## THE PROBLEM
Restate all of the data below word for word.

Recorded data
== Segment start ==
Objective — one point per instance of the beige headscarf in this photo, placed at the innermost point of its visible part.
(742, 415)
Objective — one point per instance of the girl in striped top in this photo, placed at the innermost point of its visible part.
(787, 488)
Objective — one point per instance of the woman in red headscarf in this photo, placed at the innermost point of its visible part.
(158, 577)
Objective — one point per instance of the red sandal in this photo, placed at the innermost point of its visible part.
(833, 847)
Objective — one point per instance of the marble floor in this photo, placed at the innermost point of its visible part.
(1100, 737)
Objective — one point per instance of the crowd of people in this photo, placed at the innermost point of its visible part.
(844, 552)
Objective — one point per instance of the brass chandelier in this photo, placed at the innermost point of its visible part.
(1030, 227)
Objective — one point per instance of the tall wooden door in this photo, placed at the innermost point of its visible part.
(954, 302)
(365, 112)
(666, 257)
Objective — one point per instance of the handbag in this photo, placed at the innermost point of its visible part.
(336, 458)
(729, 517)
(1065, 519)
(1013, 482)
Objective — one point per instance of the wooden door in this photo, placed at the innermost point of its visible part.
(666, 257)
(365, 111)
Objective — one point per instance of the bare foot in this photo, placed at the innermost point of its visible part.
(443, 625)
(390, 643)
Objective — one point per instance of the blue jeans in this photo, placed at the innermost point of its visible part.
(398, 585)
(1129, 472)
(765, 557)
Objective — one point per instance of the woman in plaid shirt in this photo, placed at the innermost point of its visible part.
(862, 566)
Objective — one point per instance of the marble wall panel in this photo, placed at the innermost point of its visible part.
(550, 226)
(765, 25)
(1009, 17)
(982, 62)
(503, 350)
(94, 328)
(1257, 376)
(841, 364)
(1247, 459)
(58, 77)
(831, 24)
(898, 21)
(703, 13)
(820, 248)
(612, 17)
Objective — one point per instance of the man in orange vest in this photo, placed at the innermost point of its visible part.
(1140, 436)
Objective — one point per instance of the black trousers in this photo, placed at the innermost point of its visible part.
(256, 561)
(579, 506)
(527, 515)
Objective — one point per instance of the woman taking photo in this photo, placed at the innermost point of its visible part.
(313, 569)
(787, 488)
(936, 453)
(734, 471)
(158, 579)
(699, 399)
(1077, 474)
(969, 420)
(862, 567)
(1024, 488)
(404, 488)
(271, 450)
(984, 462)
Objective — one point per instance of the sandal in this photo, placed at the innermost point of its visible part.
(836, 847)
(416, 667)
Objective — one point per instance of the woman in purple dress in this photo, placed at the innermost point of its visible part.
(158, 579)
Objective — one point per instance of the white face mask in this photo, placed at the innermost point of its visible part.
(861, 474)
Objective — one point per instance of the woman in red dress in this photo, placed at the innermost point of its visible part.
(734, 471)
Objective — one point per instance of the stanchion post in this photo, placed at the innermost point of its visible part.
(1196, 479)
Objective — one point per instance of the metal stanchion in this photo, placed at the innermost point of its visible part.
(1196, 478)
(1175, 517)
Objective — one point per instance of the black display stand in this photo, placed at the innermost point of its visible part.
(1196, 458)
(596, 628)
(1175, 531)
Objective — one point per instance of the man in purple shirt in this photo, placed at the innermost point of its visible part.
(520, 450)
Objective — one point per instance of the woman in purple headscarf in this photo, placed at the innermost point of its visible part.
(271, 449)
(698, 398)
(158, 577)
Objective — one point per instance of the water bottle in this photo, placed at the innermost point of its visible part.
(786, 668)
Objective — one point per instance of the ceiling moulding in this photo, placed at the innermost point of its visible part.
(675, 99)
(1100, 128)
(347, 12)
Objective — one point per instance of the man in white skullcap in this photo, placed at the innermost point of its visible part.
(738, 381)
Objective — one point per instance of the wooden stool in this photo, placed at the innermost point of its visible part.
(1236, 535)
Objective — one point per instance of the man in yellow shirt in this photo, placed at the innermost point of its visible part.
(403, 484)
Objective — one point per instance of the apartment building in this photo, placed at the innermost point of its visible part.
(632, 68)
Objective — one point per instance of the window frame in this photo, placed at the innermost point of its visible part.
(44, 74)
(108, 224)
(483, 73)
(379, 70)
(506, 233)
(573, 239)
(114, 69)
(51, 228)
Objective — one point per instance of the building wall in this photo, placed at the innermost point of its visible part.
== Segment end ==
## ANSWER TO THE PROBLEM
Objective — one point per instance of the beige headscarf in this photo, placed at the innermost point of its visible part.
(742, 415)
Objective — one point per instance of the girl in striped top in this photo, placed at the innermost point of its visible part.
(787, 488)
Objective — one point per instance of the woman in red headscarf in this photo, placed at the innermost point of its visible part.
(158, 577)
Objective — one point per instance of the red sandal in this photo, placed at the innermost point of its visible part.
(833, 847)
Objective — one point per instance of the marble floor in this photo, placed at the innermost point of its visible part.
(1100, 737)
Objective — one point per instance of the crowd of people in this photo, placed at the innermost point of its visible part.
(844, 552)
Objective — one point per instance of the brass chandelier in this photo, placed at the innermost point of its visible part.
(1030, 227)
Objective — one point per instance of the tall wooden door in this photo, placed at the innermost point of its visible part.
(954, 302)
(365, 112)
(666, 257)
Objective — one point per instance of the handbag in this photo, placed at the innermost point of its visible part.
(336, 458)
(729, 517)
(1065, 519)
(1013, 482)
Objective — one point per instance of the wooden door in this photo, placed at the innermost point of its visible part.
(666, 257)
(365, 111)
Objective — one point per instance of the bare foot in this photo, placed at the innermost point of its visible part.
(443, 625)
(390, 643)
Objective — one point per instance of the blue jeans in this photo, placed at the innermost point of its visible part.
(398, 585)
(1129, 472)
(765, 557)
Objective — one point per instance of the woman in plaid shirt in this photo, placed at the innermost point of its visible part.
(862, 566)
Objective — one point per instance of the marble wall panel in this photo, placed at the innermost point of its visible part.
(550, 226)
(765, 25)
(1009, 17)
(982, 62)
(503, 350)
(94, 328)
(1257, 376)
(841, 364)
(1247, 459)
(58, 77)
(831, 24)
(898, 21)
(703, 13)
(820, 248)
(612, 17)
Objective — one point per instance of the man in orange vest in this photo, placed at the innermost point of its visible part.
(1140, 436)
Objective — one point per instance of the black trousers in this photo, placed at the innermost point of its visible part.
(256, 561)
(579, 506)
(527, 515)
Objective — one point per instance of the woman taking photo in this photo, placed at the innermost point of its visible part.
(313, 569)
(787, 488)
(936, 453)
(734, 471)
(158, 579)
(699, 399)
(1077, 474)
(969, 420)
(862, 567)
(1024, 488)
(404, 488)
(271, 450)
(984, 462)
Objective — one point per instance of the sandal in this photo, placed at the innermost point of its visible part.
(836, 847)
(416, 667)
Objective — one point per instance of the woman in purple dress in this photo, placed at the innermost point of its visible part.
(158, 579)
Objective — one point per instance of the white face mask in this photo, placed at the innermost point of its visible part.
(861, 474)
Objective — one point per instance of the woman in red dress in this photo, placed at the innermost point of its visible part.
(734, 471)
Objective — one point per instance of the stanchion post in this photo, placed at the innermost point of its visible part.
(1196, 479)
Objective — one point per instance of the metal stanchion in this photo, placed at the innermost point of its visible part.
(1196, 478)
(1175, 517)
Objective — one point per instance of the black display stand in this photo, placed at the innermost point of its visible part.
(1196, 458)
(596, 628)
(1175, 531)
Objective — one point per instance of the man in purple shirt in this photo, placed at the innermost point of its visible part.
(520, 450)
Objective — one point per instance of the woman in purple headscarf in this photo, placed at the innermost point of its visible part.
(271, 449)
(698, 398)
(158, 577)
Objective — one point per instance of the water bottle in this photo, placed at the innermost point of its visible part.
(786, 668)
Objective — one point per instance of the ceiling moulding in this photo, placed at the innermost point of its visible part.
(675, 99)
(1100, 128)
(347, 12)
Objective — one point per instance of the man in white skullcap in this photo, placed at the innermost point of its visible part.
(738, 381)
Objective — one point per instance of the wooden stool in this photo, placed at the innermost point of its visible part.
(1236, 535)
Objective — one point per instance of the man in yellow shirt in this photo, placed at the innermost point of its visible part.
(403, 484)
Objective — one point per instance of the apartment building in this photo, placed at the innermost point of its visible part.
(632, 68)
Objective — one point per instance of the window frame in this photo, placed at the innermost point of its visible part.
(44, 74)
(108, 224)
(483, 73)
(379, 70)
(506, 233)
(573, 239)
(114, 69)
(51, 228)
Objective — one point per instance of the building wall in this photo, placed at the innermost point of its visible part.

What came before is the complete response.